Texte à analyser:
• • • • • • •

La France, championne du cancer : cinquante ans d’alertes ignorées

12 octobre 2025
389,4 cas pour 100 000 habitants. C’est le chiffre qui place la France en tête mondiale du nombre de cancers rapporté à la population, selon The Lancet. Un record inquiétant, d’autant que le cancer reste la première cause de mortalité du pays : près d’un décès sur trois.
Ce n’est pas seulement une question de statistiques. C’est un signal d’alarme sur un modèle de prévention en panne, des expositions environnementales persistantes, et une santé publique qui peine à anticiper.
Notre pays ne dispose même pas d’un registre national complet des cancers. Derrière l’apparente précision du chiffre global, les écarts régionaux sont considérables. Certaines zones rurales, fortement exposées aux pesticides, manquent de données. D’autres, plus urbanisées, cumulent pollution atmosphérique et modes de vie à risque. La vérité, c’est que la France ne connaît pas exactement sa situation. Mais une chose est sûre : les cancers augmentent, et plus vite que chez ses voisins européens.
Le poids des comportements à risque
Le recul du tabagisme en France est réel, mais lent. En dix ans, la proportion de fumeurs quotidiens est passée de 30 % à 25 %. Pourtant, ce taux reste parmi les plus élevés d’Europe. Et chez les femmes françaises, 23 % fument quotidiennement, un record européen selon l’OCDE.

• • • • • • •

Données:
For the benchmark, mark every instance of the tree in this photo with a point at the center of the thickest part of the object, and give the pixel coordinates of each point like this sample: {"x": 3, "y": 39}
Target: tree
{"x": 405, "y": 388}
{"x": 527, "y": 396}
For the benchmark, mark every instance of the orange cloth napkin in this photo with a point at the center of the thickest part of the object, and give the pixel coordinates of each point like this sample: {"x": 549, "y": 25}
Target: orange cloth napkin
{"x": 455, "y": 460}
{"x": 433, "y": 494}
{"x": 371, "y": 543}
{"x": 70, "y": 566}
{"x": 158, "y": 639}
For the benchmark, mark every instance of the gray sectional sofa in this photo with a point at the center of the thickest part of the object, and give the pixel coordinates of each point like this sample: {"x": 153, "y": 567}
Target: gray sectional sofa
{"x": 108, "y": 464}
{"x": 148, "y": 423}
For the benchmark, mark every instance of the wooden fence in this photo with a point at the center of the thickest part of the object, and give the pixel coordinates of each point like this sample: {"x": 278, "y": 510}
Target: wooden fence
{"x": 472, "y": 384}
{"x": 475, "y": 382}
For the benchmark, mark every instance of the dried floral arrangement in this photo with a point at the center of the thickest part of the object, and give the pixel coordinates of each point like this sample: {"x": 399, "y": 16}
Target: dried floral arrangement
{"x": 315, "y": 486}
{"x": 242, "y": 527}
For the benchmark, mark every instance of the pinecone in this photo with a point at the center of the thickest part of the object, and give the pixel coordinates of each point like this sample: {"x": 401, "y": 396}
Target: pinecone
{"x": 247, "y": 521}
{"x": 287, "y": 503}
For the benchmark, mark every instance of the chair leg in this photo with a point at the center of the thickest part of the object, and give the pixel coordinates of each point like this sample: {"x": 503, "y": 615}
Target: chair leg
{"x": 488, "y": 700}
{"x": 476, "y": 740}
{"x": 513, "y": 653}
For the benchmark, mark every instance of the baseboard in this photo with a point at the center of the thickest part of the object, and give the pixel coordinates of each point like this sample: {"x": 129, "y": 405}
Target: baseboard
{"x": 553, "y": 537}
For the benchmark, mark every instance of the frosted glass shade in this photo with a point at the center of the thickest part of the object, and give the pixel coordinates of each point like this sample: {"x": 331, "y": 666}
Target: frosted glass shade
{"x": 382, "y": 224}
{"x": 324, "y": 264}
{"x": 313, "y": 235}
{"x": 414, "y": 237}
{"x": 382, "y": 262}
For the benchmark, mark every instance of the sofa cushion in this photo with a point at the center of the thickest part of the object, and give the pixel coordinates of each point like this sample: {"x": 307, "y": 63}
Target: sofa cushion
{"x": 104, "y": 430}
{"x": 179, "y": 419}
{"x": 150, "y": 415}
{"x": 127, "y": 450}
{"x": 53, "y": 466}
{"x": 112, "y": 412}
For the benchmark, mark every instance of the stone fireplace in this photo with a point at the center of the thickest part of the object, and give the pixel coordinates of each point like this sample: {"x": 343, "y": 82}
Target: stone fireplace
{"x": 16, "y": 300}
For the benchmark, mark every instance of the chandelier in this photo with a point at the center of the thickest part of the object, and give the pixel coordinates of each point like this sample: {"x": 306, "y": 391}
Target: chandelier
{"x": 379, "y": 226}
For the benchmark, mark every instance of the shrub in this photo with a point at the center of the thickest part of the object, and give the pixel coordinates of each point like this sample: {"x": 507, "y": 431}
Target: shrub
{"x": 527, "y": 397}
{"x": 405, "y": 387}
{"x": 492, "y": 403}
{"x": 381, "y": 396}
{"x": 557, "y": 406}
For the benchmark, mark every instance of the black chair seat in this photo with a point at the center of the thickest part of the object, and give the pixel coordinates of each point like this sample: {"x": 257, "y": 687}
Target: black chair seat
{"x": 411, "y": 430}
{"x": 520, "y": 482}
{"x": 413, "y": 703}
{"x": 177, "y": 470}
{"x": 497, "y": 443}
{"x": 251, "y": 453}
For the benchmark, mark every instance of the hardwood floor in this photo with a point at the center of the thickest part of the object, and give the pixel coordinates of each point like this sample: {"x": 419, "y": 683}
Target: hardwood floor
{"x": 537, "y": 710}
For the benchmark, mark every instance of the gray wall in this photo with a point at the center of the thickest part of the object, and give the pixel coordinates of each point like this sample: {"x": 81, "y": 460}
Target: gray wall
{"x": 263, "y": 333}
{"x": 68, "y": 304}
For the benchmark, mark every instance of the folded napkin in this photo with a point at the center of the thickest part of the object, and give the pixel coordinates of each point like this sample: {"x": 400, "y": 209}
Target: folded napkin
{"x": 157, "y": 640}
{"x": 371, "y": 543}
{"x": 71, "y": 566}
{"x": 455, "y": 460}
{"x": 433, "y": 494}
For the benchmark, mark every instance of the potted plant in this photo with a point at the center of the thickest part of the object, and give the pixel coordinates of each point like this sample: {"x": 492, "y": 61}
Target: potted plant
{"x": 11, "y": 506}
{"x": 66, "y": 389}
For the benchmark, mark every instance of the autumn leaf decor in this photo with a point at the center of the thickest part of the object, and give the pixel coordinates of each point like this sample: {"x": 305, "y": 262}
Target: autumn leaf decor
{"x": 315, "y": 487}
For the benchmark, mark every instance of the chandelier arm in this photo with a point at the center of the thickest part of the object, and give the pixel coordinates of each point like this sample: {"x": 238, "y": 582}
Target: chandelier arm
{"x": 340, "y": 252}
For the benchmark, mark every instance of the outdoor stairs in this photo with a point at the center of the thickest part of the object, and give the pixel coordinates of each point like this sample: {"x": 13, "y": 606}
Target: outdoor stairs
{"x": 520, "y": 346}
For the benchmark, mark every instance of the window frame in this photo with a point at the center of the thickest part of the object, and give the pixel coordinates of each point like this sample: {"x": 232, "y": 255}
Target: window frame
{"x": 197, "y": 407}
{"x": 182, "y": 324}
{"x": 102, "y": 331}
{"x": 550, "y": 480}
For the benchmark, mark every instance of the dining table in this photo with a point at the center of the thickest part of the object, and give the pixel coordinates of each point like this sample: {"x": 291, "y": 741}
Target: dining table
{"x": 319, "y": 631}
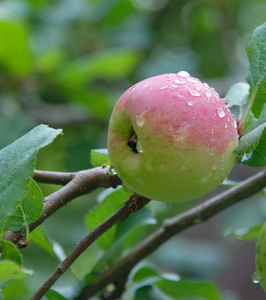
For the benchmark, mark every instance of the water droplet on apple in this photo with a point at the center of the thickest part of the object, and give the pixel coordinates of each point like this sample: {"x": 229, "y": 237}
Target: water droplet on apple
{"x": 220, "y": 112}
{"x": 198, "y": 88}
{"x": 113, "y": 170}
{"x": 194, "y": 93}
{"x": 246, "y": 156}
{"x": 140, "y": 120}
{"x": 127, "y": 187}
{"x": 255, "y": 278}
{"x": 132, "y": 88}
{"x": 208, "y": 94}
{"x": 162, "y": 167}
{"x": 183, "y": 74}
{"x": 192, "y": 79}
{"x": 140, "y": 181}
{"x": 182, "y": 132}
{"x": 196, "y": 220}
{"x": 149, "y": 167}
{"x": 180, "y": 81}
{"x": 226, "y": 102}
{"x": 139, "y": 147}
{"x": 206, "y": 178}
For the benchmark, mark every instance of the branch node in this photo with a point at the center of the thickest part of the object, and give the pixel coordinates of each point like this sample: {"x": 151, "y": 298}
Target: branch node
{"x": 137, "y": 202}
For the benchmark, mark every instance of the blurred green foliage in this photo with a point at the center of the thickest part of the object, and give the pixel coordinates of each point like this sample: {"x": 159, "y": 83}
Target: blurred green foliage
{"x": 65, "y": 63}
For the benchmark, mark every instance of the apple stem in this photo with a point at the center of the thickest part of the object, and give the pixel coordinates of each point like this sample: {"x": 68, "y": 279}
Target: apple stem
{"x": 244, "y": 119}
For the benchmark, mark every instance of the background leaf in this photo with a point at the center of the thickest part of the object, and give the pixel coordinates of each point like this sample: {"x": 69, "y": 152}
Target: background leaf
{"x": 15, "y": 55}
{"x": 252, "y": 146}
{"x": 30, "y": 208}
{"x": 10, "y": 252}
{"x": 238, "y": 94}
{"x": 249, "y": 234}
{"x": 10, "y": 270}
{"x": 256, "y": 75}
{"x": 99, "y": 157}
{"x": 17, "y": 163}
{"x": 106, "y": 208}
{"x": 184, "y": 289}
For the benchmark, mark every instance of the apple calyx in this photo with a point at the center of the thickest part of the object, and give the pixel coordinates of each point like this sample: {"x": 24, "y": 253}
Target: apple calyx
{"x": 184, "y": 135}
{"x": 132, "y": 143}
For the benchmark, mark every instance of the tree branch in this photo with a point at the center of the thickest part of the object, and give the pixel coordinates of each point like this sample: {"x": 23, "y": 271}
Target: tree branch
{"x": 61, "y": 178}
{"x": 172, "y": 226}
{"x": 120, "y": 215}
{"x": 82, "y": 182}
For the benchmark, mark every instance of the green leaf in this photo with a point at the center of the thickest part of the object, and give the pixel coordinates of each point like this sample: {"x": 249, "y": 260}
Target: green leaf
{"x": 48, "y": 244}
{"x": 10, "y": 252}
{"x": 125, "y": 232}
{"x": 112, "y": 202}
{"x": 100, "y": 157}
{"x": 144, "y": 275}
{"x": 10, "y": 270}
{"x": 184, "y": 288}
{"x": 17, "y": 162}
{"x": 252, "y": 146}
{"x": 238, "y": 94}
{"x": 256, "y": 74}
{"x": 53, "y": 295}
{"x": 39, "y": 237}
{"x": 244, "y": 234}
{"x": 109, "y": 64}
{"x": 15, "y": 55}
{"x": 30, "y": 209}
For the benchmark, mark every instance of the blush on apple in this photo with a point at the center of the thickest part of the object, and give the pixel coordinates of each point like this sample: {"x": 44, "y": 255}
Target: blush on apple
{"x": 171, "y": 138}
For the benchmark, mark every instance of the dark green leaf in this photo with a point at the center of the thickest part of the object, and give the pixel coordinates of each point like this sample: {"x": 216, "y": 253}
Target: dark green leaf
{"x": 238, "y": 94}
{"x": 108, "y": 64}
{"x": 10, "y": 252}
{"x": 99, "y": 157}
{"x": 30, "y": 209}
{"x": 53, "y": 295}
{"x": 256, "y": 75}
{"x": 17, "y": 162}
{"x": 252, "y": 146}
{"x": 183, "y": 288}
{"x": 244, "y": 234}
{"x": 11, "y": 270}
{"x": 39, "y": 237}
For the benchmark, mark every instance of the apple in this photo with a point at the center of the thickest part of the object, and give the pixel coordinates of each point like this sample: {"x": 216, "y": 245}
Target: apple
{"x": 260, "y": 274}
{"x": 171, "y": 138}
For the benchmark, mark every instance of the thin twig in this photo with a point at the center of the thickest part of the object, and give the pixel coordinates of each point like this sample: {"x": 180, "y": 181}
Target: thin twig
{"x": 172, "y": 226}
{"x": 82, "y": 183}
{"x": 120, "y": 215}
{"x": 60, "y": 178}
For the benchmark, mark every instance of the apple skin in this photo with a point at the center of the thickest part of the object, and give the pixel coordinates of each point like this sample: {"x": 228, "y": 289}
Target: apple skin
{"x": 260, "y": 274}
{"x": 171, "y": 138}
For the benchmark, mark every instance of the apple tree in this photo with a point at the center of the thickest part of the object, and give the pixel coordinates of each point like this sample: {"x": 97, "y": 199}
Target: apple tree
{"x": 123, "y": 226}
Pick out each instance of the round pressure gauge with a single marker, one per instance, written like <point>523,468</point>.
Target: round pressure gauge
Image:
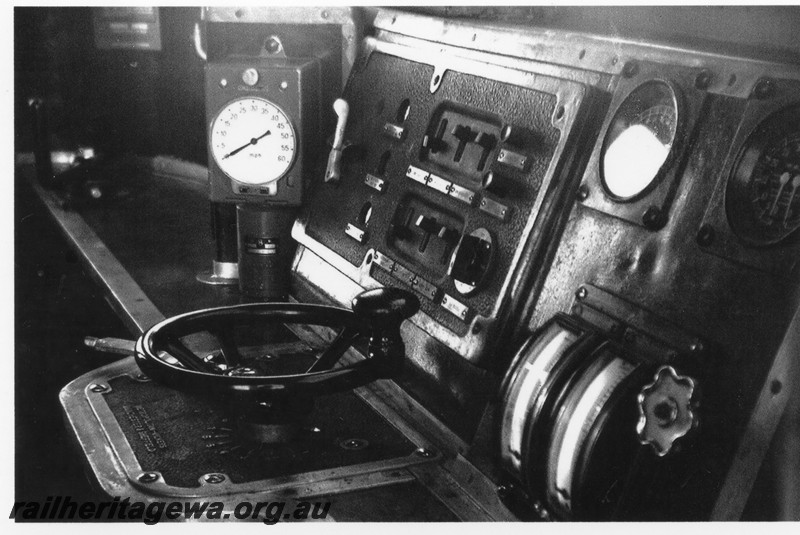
<point>763,193</point>
<point>639,139</point>
<point>253,141</point>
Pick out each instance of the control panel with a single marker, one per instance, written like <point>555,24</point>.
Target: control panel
<point>443,176</point>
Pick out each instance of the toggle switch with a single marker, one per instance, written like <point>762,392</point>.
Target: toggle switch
<point>333,171</point>
<point>487,142</point>
<point>435,143</point>
<point>428,224</point>
<point>471,260</point>
<point>465,135</point>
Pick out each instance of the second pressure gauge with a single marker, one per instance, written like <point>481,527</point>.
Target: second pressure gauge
<point>252,141</point>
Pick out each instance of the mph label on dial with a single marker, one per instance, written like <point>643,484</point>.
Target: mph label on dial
<point>253,141</point>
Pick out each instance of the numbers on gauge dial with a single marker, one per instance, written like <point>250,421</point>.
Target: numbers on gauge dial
<point>253,141</point>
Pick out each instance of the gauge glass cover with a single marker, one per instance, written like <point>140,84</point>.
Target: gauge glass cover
<point>253,141</point>
<point>763,192</point>
<point>639,139</point>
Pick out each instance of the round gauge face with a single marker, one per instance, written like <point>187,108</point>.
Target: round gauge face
<point>763,194</point>
<point>253,141</point>
<point>639,140</point>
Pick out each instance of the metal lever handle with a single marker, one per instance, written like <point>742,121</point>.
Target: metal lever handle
<point>333,172</point>
<point>111,345</point>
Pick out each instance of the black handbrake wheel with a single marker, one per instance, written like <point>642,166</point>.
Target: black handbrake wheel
<point>377,313</point>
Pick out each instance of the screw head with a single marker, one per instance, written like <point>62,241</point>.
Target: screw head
<point>425,452</point>
<point>273,45</point>
<point>214,478</point>
<point>353,444</point>
<point>148,477</point>
<point>705,236</point>
<point>764,88</point>
<point>582,293</point>
<point>653,218</point>
<point>703,79</point>
<point>631,68</point>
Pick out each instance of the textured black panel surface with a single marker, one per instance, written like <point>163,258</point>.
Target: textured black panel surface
<point>166,430</point>
<point>376,92</point>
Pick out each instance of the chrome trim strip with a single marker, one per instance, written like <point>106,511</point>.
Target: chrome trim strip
<point>138,313</point>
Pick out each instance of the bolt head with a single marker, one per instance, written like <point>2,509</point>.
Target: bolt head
<point>764,88</point>
<point>214,478</point>
<point>653,218</point>
<point>706,235</point>
<point>631,68</point>
<point>148,477</point>
<point>703,80</point>
<point>425,452</point>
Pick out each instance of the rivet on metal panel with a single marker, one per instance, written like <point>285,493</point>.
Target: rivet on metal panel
<point>703,79</point>
<point>764,88</point>
<point>582,293</point>
<point>425,452</point>
<point>353,444</point>
<point>436,79</point>
<point>705,236</point>
<point>214,478</point>
<point>653,218</point>
<point>630,69</point>
<point>148,477</point>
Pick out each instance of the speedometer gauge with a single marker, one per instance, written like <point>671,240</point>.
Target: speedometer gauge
<point>252,141</point>
<point>763,194</point>
<point>639,140</point>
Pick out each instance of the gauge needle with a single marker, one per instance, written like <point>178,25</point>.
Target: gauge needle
<point>784,179</point>
<point>253,141</point>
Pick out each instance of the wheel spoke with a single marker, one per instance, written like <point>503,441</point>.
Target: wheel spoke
<point>186,357</point>
<point>335,351</point>
<point>227,344</point>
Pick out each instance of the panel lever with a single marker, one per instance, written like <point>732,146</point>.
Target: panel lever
<point>333,172</point>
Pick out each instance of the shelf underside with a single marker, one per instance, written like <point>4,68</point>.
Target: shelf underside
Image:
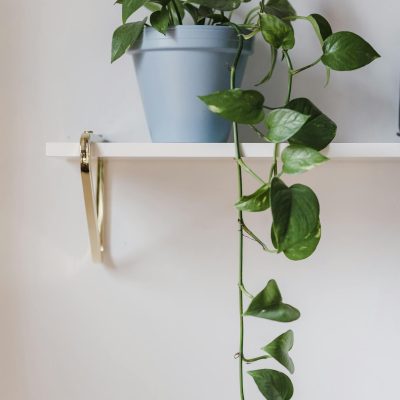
<point>218,150</point>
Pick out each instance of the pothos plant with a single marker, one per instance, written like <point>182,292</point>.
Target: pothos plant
<point>296,230</point>
<point>165,14</point>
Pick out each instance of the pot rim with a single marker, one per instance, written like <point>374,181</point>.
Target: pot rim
<point>185,37</point>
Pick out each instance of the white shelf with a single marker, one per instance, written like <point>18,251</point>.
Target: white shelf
<point>218,150</point>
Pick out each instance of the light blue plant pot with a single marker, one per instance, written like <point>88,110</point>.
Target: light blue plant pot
<point>173,70</point>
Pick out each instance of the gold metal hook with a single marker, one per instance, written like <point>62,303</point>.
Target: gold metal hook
<point>93,194</point>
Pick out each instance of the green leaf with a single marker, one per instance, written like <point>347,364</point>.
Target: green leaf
<point>223,5</point>
<point>124,37</point>
<point>297,158</point>
<point>279,350</point>
<point>323,30</point>
<point>130,6</point>
<point>242,106</point>
<point>192,10</point>
<point>346,51</point>
<point>276,32</point>
<point>283,123</point>
<point>303,249</point>
<point>256,202</point>
<point>318,131</point>
<point>274,385</point>
<point>160,20</point>
<point>268,305</point>
<point>321,26</point>
<point>295,212</point>
<point>280,8</point>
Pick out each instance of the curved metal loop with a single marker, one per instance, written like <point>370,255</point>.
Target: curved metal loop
<point>93,193</point>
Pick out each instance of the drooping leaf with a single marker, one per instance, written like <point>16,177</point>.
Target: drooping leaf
<point>192,10</point>
<point>305,248</point>
<point>274,385</point>
<point>321,26</point>
<point>280,8</point>
<point>179,9</point>
<point>256,202</point>
<point>346,51</point>
<point>323,30</point>
<point>279,350</point>
<point>242,106</point>
<point>297,158</point>
<point>274,53</point>
<point>160,20</point>
<point>124,37</point>
<point>295,212</point>
<point>151,6</point>
<point>276,32</point>
<point>223,5</point>
<point>283,123</point>
<point>268,305</point>
<point>131,6</point>
<point>318,131</point>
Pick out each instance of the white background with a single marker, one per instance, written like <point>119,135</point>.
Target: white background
<point>159,322</point>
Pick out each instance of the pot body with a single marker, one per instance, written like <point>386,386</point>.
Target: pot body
<point>173,70</point>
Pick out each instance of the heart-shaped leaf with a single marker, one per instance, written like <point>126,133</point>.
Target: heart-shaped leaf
<point>131,6</point>
<point>280,8</point>
<point>321,26</point>
<point>242,106</point>
<point>318,131</point>
<point>295,212</point>
<point>283,123</point>
<point>258,201</point>
<point>279,350</point>
<point>346,51</point>
<point>268,305</point>
<point>276,32</point>
<point>160,20</point>
<point>124,37</point>
<point>304,248</point>
<point>297,158</point>
<point>274,385</point>
<point>223,5</point>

• • • • • • •

Consignes:
1. Reproduisez à l'identique le passage de l'article sur le cancer en France qui commence par « Notre pays ne » et se poursuit jusqu'à « ses voisins européens. ».
2. Poursuivez l'article sur le cancer en France à partir de sa dernière phrase.

Réponses:
1.
Notre pays ne dispose même pas d’un registre national complet des cancers. Derrière l’apparente précision du chiffre global, les écarts régionaux sont considérables. Certaines zones rurales, fortement exposées aux pesticides, manquent de données. D’autres, plus urbanisées, cumulent pollution atmosphérique et modes de vie à risque. La vérité, c’est que la France ne connaît pas exactement sa situation. Mais une chose est sûre : les cancers augmentent, et plus vite que chez ses voisins européens.

2.
Même tendance du côté de l’alcool : les Français boivent davantage que la moyenne européenne. L’alcool est pourtant classé cancérogène avéré (groupe 1) par le Centre international de recherche sur le cancer. Il serait responsable de plus de 10 % des cancers chez l’homme et près de 5 % chez la femme.
Tabac et alcool : ces deux comportements concentrent à eux seuls un tiers des cancers évitables. Et malgré des décennies de campagnes, ils continuent de toucher les milieux les plus fragiles.
La prévention n’a pas échoué ; elle s’est essoufflée. Parce qu’informer ne suffit pas à faire changer. Parce que les campagnes générales ratent souvent ceux qui auraient le plus besoin d’être accompagnés.
Des dépistages insuffisants
Au niveau européen, la France fait figure de mauvaise élève du dépistage. Selon l’Organisation européenne du cancer, la participation nationale est inférieure à la moyenne pour les trois principaux programmes : cancer du sein, colorectal et col de l’utérus.
En pratique, à peine une femme sur deux réalise le dépistage du sein recommandé entre 50 et 74 ans. Le dépistage colorectal, pourtant simple et gratuit, atteint difficilement 35 %.
Ces retards ne sont pas anodins : ils se traduisent par des cancers détectés plus tard, des traitements plus lourds et une mortalité évitable. Le paradoxe français est cruel : un pays doté d’un système de santé universel, mais incapable d’assurer à chacun un accès équitable à la prévention.
L’environnement, ennemi invisible
Les comportements individuels ne suffisent pas à expliquer ce fardeau. L’environnement joue un rôle majeur.
Le cadmium, métal lourd classé cancérogène, illustre cette exposition silencieuse. Présent dans certains engrais phosphatés importés du Maroc et massivement utilisés en France, il contamine sols et eaux. L’imprégnation moyenne des Français est trois fois supérieure à celle des Américains, deux fois à celle des Italiens.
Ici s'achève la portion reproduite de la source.